== Excerpt to read ==
^^^^^^^^
= Takunda Mafika =

Takunda Mafika (31 October 1983 – 12 October 2011) was a Zimbabwean musician and teacher living in Harare, Zimbabwe.

==Career as a musician and teacher==
Takunda Mafika played the Mbira, an African music instrument, famous among the Shona people of Zimbabwe.
He taught the mbira to individuals, local schools and colleges and held numerous workshops and performances in Zimbabwe, Germany, Switzerland, Austria, Italy, Poland and Namibia. He also taught to the internet public through the Easy Languages website on YouTube.

With his band he founded, called Tru Bantu, he recorded the album Dzimwe Nguva, that has sold both locally and internationally. He had been working with many well known Zimbabwean artists like Willom Tight, Chiwoniso, Alexio, Mafriq, Sebede, Sam & Selmor Mtukudzi, among others. Takunda Mafika was also the co-founder and manager of the Mbira Society Zimbabwe. Takunda ( nicknamed TK) was a former Junior Governor in the year 2000's Children's Parliament. He had a degree in Music and Musicology earned from the Midlands State University in Zimbabwe.
^^^^^^^^
== Records provided ==

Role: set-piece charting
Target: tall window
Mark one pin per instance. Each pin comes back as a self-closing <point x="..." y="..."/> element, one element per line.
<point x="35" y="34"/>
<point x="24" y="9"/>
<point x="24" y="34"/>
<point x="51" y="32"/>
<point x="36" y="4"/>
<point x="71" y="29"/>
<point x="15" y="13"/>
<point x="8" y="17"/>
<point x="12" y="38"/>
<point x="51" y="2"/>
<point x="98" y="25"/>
^^^^^^^^
== Tasks to carry out ==
(1) Reproduce the Takunda Mafika biography word for word, everything from "He taught the" down to "University in Zimbabwe.".
(2) Present every line of the entries as a numbered list, leaving out any blank lines.
The entries have no connection to the biography of Takunda Mafika.

== Worked answers ==
(1)
He taught the mbira to individuals, local schools and colleges and held numerous workshops and performances in Zimbabwe, Germany, Switzerland, Austria, Italy, Poland and Namibia. He also taught to the internet public through the Easy Languages website on YouTube.

With his band he founded, called Tru Bantu, he recorded the album Dzimwe Nguva, that has sold both locally and internationally. He had been working with many well known Zimbabwean artists like Willom Tight, Chiwoniso, Alexio, Mafriq, Sebede, Sam & Selmor Mtukudzi, among others. Takunda Mafika was also the co-founder and manager of the Mbira Society Zimbabwe. Takunda ( nicknamed TK) was a former Junior Governor in the year 2000's Children's Parliament. He had a degree in Music and Musicology earned from the Midlands State University in Zimbabwe.

(2)
1. Role: set-piece charting
2. Target: tall window
3. Mark one pin per instance. Each pin comes back as a self-closing <point x="..." y="..."/> element, one element per line.
4. <point x="35" y="34"/>
5. <point x="24" y="9"/>
6. <point x="24" y="34"/>
7. <point x="51" y="32"/>
8. <point x="36" y="4"/>
9. <point x="71" y="29"/>
10. <point x="15" y="13"/>
11. <point x="8" y="17"/>
12. <point x="12" y="38"/>
13. <point x="51" y="2"/>
14. <point x="98" y="25"/>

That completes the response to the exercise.